# START OF Input rows
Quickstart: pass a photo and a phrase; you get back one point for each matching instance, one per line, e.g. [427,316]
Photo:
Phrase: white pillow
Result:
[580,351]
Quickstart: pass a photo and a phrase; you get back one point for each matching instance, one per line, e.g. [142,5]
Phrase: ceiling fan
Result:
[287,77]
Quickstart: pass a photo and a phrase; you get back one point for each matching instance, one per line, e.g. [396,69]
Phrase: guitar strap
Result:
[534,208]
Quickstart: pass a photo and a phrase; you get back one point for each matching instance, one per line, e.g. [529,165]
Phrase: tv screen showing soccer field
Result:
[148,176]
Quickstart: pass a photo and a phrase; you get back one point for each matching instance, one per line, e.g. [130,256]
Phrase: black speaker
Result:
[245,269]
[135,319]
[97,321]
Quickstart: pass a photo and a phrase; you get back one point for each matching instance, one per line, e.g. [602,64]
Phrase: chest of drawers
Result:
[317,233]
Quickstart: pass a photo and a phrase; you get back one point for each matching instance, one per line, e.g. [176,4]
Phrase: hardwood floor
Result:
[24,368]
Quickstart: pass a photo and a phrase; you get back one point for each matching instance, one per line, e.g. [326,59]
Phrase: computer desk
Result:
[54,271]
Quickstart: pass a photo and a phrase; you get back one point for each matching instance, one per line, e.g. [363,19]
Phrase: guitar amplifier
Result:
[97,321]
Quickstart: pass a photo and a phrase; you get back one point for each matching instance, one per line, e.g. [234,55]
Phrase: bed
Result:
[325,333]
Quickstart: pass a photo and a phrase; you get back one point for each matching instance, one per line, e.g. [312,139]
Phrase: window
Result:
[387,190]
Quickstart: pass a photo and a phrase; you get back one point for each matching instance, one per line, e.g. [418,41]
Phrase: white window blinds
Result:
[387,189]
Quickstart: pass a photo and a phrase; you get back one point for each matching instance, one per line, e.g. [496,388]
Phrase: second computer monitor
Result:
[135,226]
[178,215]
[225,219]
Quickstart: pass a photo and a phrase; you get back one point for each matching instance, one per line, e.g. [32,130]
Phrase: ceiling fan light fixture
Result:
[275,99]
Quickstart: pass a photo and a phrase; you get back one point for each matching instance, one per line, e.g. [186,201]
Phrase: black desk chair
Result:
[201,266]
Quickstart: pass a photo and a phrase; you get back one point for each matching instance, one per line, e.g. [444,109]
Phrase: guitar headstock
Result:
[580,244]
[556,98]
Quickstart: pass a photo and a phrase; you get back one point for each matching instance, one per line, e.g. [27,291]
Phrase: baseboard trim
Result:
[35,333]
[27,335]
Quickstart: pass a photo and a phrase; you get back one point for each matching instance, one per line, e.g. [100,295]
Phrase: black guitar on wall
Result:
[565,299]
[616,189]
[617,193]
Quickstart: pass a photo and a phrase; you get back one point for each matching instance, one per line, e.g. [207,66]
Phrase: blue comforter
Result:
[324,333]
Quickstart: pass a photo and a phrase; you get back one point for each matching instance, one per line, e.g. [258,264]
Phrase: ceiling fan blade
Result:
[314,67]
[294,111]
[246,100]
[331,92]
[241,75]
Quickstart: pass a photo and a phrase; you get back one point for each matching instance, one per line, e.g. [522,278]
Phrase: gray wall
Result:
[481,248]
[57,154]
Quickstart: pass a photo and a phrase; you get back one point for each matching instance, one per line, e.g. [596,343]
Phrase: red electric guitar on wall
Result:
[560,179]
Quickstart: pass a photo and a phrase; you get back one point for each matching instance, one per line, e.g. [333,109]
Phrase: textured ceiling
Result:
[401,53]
# END OF Input rows
Quote only the lines from the one containing "line, e.g. [27,291]" through the final line of the records, with both ends included.

Result of this task >>
Quickstart: pass a photo and a phrase; you get back one point for each matching instance, one per line, e.g. [27,291]
Phrase: baseboard trim
Result:
[35,333]
[27,335]
Quickstart: pass a photo and a phrase; you get back one point for each matching instance, one per line, e.g. [100,295]
Phrase: black guitar on wall
Result:
[565,299]
[616,189]
[617,193]
Quickstart: pass a photo and a phrase; you get back one point for each matching instance, one per line, e.g. [207,66]
Phrase: blue comforter
Result:
[324,333]
Quickstart: pass a photo and a phrase; you get back one point for each matching instance, one per line, e.g. [258,264]
Phrase: ceiling fan blade
Result:
[314,67]
[294,111]
[246,100]
[331,92]
[241,75]
Quickstart: pass a photo and a phrase; you get back one point for each matching instance, one per line, e.g. [522,278]
Phrase: gray wall
Result:
[481,248]
[57,154]
Quickstart: pass a photo and a phrase; you get back one point for each matching instance, one per line, e.g. [596,343]
Phrase: red electric guitar on wall
Result:
[560,179]
Quickstart: pass a photo and a phrase; you get back one point for each matching instance, one per line, e.g. [333,109]
Phrase: textured ceiling
Result:
[401,53]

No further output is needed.